* **Your goal**: Write out the data again in full, keeping every character the same.

^^^^

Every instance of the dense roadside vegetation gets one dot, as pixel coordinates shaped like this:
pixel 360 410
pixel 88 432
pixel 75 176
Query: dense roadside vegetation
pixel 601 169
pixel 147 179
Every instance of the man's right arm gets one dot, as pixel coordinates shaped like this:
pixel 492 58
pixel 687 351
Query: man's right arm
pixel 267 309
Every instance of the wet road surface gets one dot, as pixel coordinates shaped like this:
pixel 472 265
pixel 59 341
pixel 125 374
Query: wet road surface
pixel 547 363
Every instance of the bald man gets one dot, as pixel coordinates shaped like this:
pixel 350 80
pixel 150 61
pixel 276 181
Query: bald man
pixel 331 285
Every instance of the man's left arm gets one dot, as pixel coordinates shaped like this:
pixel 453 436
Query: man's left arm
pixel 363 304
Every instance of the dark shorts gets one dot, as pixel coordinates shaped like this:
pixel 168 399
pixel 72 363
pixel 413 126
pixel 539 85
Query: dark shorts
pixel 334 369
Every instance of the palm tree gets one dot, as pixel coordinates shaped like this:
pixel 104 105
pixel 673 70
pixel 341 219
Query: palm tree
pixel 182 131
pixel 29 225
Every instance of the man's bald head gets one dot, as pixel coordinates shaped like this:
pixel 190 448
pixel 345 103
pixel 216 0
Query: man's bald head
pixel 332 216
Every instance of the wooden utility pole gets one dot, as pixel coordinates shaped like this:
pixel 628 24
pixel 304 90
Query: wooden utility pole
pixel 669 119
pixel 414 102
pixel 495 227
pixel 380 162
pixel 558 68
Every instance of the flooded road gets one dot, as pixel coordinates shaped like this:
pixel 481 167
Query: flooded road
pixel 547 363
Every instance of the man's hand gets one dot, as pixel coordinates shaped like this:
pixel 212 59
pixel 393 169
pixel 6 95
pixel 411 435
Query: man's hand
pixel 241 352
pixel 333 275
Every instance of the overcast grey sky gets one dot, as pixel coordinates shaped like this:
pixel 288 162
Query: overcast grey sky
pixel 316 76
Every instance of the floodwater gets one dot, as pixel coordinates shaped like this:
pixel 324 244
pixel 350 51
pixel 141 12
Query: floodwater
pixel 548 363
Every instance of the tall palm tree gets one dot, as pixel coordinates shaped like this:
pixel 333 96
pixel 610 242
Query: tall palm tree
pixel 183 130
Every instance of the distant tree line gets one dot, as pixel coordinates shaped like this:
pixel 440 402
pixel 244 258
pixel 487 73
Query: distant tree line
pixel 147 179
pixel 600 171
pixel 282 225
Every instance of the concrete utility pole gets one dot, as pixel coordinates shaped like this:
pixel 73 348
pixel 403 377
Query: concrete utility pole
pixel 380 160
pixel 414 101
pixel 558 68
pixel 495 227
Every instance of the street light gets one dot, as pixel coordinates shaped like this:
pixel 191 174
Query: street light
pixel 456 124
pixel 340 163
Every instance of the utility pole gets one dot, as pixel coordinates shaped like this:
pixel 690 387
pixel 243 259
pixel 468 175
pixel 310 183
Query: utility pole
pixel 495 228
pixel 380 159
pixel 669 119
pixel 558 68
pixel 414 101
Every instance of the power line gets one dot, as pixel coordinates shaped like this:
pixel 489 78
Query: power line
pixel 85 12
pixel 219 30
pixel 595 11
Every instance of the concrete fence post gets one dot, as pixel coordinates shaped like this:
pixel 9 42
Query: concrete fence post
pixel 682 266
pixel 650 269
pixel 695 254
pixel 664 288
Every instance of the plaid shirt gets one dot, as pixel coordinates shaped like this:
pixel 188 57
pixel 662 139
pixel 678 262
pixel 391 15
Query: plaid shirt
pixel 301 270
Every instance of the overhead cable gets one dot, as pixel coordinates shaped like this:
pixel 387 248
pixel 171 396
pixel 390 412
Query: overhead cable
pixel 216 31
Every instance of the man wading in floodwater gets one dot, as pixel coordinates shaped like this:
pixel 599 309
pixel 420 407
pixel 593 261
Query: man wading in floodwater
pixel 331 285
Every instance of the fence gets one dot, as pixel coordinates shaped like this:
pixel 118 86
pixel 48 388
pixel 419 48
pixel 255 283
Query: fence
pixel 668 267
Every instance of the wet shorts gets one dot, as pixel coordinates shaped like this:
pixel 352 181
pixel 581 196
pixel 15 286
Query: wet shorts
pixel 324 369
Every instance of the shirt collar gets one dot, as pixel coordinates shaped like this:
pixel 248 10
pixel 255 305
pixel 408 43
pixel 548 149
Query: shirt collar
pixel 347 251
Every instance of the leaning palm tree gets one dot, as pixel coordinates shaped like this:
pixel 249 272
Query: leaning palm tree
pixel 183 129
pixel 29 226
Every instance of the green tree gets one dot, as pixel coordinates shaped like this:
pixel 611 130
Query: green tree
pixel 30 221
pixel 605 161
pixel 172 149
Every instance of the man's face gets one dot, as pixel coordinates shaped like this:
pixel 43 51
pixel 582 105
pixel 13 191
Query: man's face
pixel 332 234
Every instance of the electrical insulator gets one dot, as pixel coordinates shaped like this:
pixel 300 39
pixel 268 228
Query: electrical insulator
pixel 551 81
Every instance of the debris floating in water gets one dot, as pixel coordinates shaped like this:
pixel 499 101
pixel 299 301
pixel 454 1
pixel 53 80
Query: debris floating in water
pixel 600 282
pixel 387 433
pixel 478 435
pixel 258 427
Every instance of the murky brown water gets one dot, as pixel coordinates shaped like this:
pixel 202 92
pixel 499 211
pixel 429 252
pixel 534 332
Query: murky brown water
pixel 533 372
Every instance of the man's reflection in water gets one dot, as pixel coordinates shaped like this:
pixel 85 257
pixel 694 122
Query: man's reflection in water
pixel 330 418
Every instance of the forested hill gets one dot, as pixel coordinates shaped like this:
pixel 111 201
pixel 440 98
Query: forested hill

^^^^

* **Result below**:
Every instance of the dense roadside vegetation gets one dot, as pixel coordinates shaped like this:
pixel 360 410
pixel 88 432
pixel 75 176
Query: dense roadside vegetation
pixel 601 169
pixel 147 179
Every instance of the man's right arm gets one dot, as pixel coordinates shaped like this:
pixel 492 58
pixel 687 351
Query: man's right arm
pixel 267 309
Every instance of the wet road surface gets one dot, as pixel coordinates shaped like this:
pixel 472 265
pixel 59 341
pixel 125 374
Query: wet road surface
pixel 547 363
Every instance of the bald man gets one dot, as pixel coordinates shaped like this:
pixel 350 80
pixel 150 61
pixel 276 181
Query: bald man
pixel 331 285
Every instance of the man's left arm gets one dot, as pixel coordinates shaped like this:
pixel 453 436
Query: man's left arm
pixel 363 304
Every instance of the dark shorts gets one dot, as pixel coordinates shaped like this:
pixel 168 399
pixel 72 363
pixel 413 126
pixel 539 85
Query: dark shorts
pixel 334 369
Every instance of the palm tree gets one dot, as pixel coordinates shaped like this:
pixel 104 105
pixel 673 70
pixel 341 219
Query: palm tree
pixel 182 131
pixel 29 225
Every instance of the man's bald head gets one dot, as pixel coordinates shaped like this:
pixel 190 448
pixel 345 103
pixel 216 0
Query: man's bald head
pixel 332 216
Every instance of the wooden utility pole gets one dot, as pixel coordinates shaped like this:
pixel 628 24
pixel 304 90
Query: wooden utility pole
pixel 669 119
pixel 414 102
pixel 495 227
pixel 380 162
pixel 558 68
Every instance of the flooded road gets one dot, as pixel coordinates shaped like this:
pixel 481 167
Query: flooded road
pixel 547 363
Every instance of the man's hand gets one dot, as pixel coordinates shaped like this:
pixel 212 59
pixel 393 169
pixel 6 95
pixel 411 435
Query: man's hand
pixel 241 352
pixel 333 275
Every instance of the overcast grey sky gets one dot, as pixel coordinates shaped like this:
pixel 288 162
Query: overcast grey sky
pixel 316 76
Every instance of the floodwater gets one dot, as pixel coordinates shaped like this:
pixel 324 244
pixel 350 51
pixel 141 12
Query: floodwater
pixel 548 363
Every instance of the tall palm tree gets one dot, as pixel coordinates shaped like this:
pixel 333 96
pixel 610 242
Query: tall palm tree
pixel 183 130
Every instance of the distant tree line gets one dot, as pixel coordinates shaped like this:
pixel 440 402
pixel 244 258
pixel 487 73
Query: distant tree line
pixel 147 179
pixel 600 171
pixel 282 225
Every instance of the concrete utility pole gets one dot, as pixel coordinates shaped like this:
pixel 73 348
pixel 403 377
Query: concrete utility pole
pixel 380 160
pixel 414 101
pixel 558 68
pixel 495 227
Every instance of the street light gets one dot, as pixel coordinates shaped like this:
pixel 191 174
Query: street light
pixel 456 124
pixel 340 163
Every instance of the utility pole gets one dot, as pixel coordinates shaped like this:
pixel 690 387
pixel 243 259
pixel 468 175
pixel 310 183
Query: utility pole
pixel 495 228
pixel 380 159
pixel 669 119
pixel 558 68
pixel 414 101
Every instance of the power line gets one dot, as pixel coordinates shaped like this:
pixel 489 78
Query: power line
pixel 85 12
pixel 219 30
pixel 595 11
Every instance of the concrete fence post gets one dot, as pixel coordinates shaped like this:
pixel 9 42
Query: concrete fence post
pixel 682 266
pixel 650 269
pixel 695 254
pixel 664 288
Every instance of the plaid shirt gets one dot, as pixel coordinates shaped like this:
pixel 188 57
pixel 662 139
pixel 678 262
pixel 391 15
Query: plaid shirt
pixel 301 270
Every instance of the overhead cable gets one dot, as pixel coordinates shaped like this:
pixel 387 248
pixel 171 396
pixel 390 412
Query: overhead cable
pixel 216 31
Every instance of the man wading in floodwater gets one dot, as pixel coordinates shaped like this:
pixel 599 309
pixel 420 407
pixel 593 261
Query: man wading in floodwater
pixel 331 285
Every instance of the fence gets one dot, as pixel coordinates shaped like this:
pixel 118 86
pixel 48 388
pixel 419 48
pixel 255 283
Query: fence
pixel 668 267
Every instance of the wet shorts gets one dot, as pixel coordinates shaped like this:
pixel 352 181
pixel 581 196
pixel 15 286
Query: wet shorts
pixel 324 369
Every instance of the shirt collar gets one dot, as pixel coordinates shaped like this:
pixel 248 10
pixel 255 305
pixel 408 43
pixel 548 149
Query: shirt collar
pixel 347 251
Every instance of the leaning palm tree gets one dot, as pixel coordinates shaped like this:
pixel 249 272
Query: leaning palm tree
pixel 183 129
pixel 29 226
Every instance of the green tree gets one dot, as pixel coordinates shaped like this:
pixel 611 130
Query: green tree
pixel 30 221
pixel 605 161
pixel 172 149
Every instance of the man's face gets one dot, as pixel coordinates shaped like this:
pixel 43 51
pixel 582 105
pixel 13 191
Query: man's face
pixel 332 234
Every instance of the electrical insulator gets one dot, as pixel coordinates shaped like this:
pixel 300 39
pixel 268 228
Query: electrical insulator
pixel 551 81
Every instance of the debris floating in water gets one dot, as pixel coordinates shaped like this:
pixel 499 101
pixel 299 301
pixel 454 1
pixel 53 80
Query: debris floating in water
pixel 600 282
pixel 387 433
pixel 478 435
pixel 258 427
Every instance of the murky brown water gets one dot, as pixel coordinates shaped like this:
pixel 202 92
pixel 499 211
pixel 429 252
pixel 534 332
Query: murky brown water
pixel 533 372
Every instance of the man's reflection in water gets one dot, as pixel coordinates shaped like this:
pixel 85 257
pixel 694 122
Query: man's reflection in water
pixel 330 418
Every instance of the forested hill gets one dot, as pixel coordinates shaped like this:
pixel 111 201
pixel 440 98
Query: forested hill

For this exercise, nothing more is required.